──────── EXTRACTED RECORDS ────────

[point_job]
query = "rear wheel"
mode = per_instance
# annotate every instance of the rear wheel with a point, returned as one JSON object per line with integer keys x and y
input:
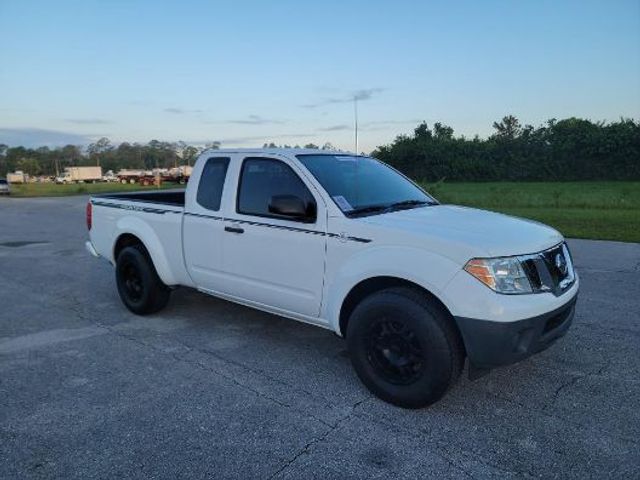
{"x": 139, "y": 286}
{"x": 404, "y": 347}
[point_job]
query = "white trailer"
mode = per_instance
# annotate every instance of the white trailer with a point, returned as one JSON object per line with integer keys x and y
{"x": 80, "y": 174}
{"x": 17, "y": 177}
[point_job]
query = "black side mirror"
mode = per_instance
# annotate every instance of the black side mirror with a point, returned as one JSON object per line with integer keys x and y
{"x": 292, "y": 206}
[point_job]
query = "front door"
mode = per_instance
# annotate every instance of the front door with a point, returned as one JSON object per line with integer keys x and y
{"x": 268, "y": 258}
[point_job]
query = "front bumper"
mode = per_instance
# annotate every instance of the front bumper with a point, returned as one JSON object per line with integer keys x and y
{"x": 491, "y": 344}
{"x": 91, "y": 249}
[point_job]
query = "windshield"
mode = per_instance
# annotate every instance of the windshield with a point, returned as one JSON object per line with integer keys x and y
{"x": 363, "y": 185}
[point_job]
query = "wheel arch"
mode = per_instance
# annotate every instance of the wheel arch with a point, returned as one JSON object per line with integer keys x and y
{"x": 133, "y": 231}
{"x": 375, "y": 284}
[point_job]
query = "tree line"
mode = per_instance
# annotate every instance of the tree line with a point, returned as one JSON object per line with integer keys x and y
{"x": 155, "y": 154}
{"x": 572, "y": 149}
{"x": 569, "y": 149}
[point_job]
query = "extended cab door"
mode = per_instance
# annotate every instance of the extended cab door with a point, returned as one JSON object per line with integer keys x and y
{"x": 268, "y": 258}
{"x": 203, "y": 224}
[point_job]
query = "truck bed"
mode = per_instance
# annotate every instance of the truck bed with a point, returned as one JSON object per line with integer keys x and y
{"x": 164, "y": 197}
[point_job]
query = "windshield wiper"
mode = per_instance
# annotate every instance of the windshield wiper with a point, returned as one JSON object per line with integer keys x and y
{"x": 405, "y": 204}
{"x": 367, "y": 209}
{"x": 409, "y": 204}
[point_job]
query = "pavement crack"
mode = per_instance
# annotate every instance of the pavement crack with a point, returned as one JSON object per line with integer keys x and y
{"x": 307, "y": 447}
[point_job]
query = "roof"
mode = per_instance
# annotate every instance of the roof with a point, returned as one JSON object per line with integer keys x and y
{"x": 278, "y": 151}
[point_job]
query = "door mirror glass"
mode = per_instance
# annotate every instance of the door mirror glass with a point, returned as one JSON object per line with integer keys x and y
{"x": 292, "y": 206}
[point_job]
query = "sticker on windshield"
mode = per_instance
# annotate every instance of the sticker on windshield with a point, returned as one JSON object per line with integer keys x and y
{"x": 342, "y": 203}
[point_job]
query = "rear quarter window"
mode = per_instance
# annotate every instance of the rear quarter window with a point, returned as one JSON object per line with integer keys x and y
{"x": 212, "y": 182}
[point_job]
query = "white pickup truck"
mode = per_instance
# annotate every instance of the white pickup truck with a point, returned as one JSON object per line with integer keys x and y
{"x": 347, "y": 243}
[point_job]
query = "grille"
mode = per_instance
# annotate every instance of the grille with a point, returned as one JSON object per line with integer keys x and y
{"x": 551, "y": 270}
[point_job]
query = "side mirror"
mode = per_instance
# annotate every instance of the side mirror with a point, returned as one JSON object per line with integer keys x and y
{"x": 293, "y": 207}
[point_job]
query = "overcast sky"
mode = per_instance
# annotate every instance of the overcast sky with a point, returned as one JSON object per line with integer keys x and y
{"x": 245, "y": 73}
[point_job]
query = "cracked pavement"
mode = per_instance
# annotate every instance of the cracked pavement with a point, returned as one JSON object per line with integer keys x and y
{"x": 210, "y": 389}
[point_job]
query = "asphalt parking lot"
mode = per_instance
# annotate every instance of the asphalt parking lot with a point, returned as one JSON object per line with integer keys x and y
{"x": 212, "y": 389}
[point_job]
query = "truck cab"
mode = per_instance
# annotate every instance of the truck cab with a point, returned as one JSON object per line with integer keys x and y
{"x": 347, "y": 243}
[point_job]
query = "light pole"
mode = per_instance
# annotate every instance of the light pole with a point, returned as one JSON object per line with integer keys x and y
{"x": 355, "y": 112}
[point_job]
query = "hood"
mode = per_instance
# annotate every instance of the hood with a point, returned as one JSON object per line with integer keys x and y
{"x": 480, "y": 232}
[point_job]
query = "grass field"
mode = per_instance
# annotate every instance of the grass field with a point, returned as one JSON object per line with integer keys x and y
{"x": 595, "y": 210}
{"x": 53, "y": 190}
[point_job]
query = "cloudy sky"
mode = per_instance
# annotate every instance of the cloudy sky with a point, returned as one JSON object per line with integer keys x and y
{"x": 245, "y": 73}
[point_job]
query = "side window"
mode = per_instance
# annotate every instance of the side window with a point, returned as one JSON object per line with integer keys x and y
{"x": 212, "y": 182}
{"x": 264, "y": 178}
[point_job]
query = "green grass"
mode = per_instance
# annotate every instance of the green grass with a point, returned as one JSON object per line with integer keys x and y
{"x": 53, "y": 190}
{"x": 595, "y": 210}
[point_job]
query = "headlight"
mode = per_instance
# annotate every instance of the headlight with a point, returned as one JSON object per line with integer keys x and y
{"x": 504, "y": 275}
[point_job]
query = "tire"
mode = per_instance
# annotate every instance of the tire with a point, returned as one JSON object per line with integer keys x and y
{"x": 404, "y": 347}
{"x": 139, "y": 286}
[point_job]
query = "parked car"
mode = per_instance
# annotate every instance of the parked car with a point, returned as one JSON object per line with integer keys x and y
{"x": 5, "y": 189}
{"x": 18, "y": 177}
{"x": 80, "y": 175}
{"x": 347, "y": 243}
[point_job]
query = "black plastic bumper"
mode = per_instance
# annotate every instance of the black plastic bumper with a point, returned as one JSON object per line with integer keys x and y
{"x": 491, "y": 344}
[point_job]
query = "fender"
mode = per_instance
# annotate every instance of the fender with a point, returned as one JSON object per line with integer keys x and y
{"x": 429, "y": 270}
{"x": 142, "y": 230}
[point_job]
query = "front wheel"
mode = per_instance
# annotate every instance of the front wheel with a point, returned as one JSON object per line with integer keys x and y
{"x": 139, "y": 286}
{"x": 404, "y": 347}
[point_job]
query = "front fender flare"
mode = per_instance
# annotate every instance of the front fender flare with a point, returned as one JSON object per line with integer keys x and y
{"x": 426, "y": 269}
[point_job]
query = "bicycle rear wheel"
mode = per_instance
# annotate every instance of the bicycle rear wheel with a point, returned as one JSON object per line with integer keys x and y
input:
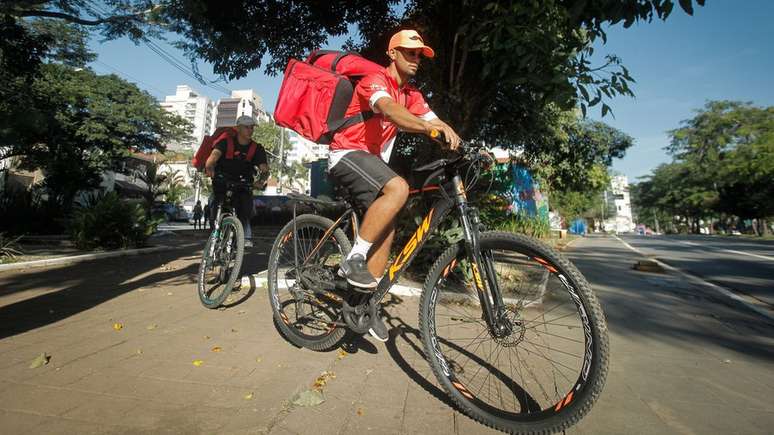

────────

EXERCISE DETAILS: The answer must consist of every line from the entries above that contains the string "bicycle".

SOLVED PROBLEM:
query = "bicycle rear wheel"
# annotate every instance of the bicycle rear wheel with a point, returned as one JSON object per line with integer keys x and y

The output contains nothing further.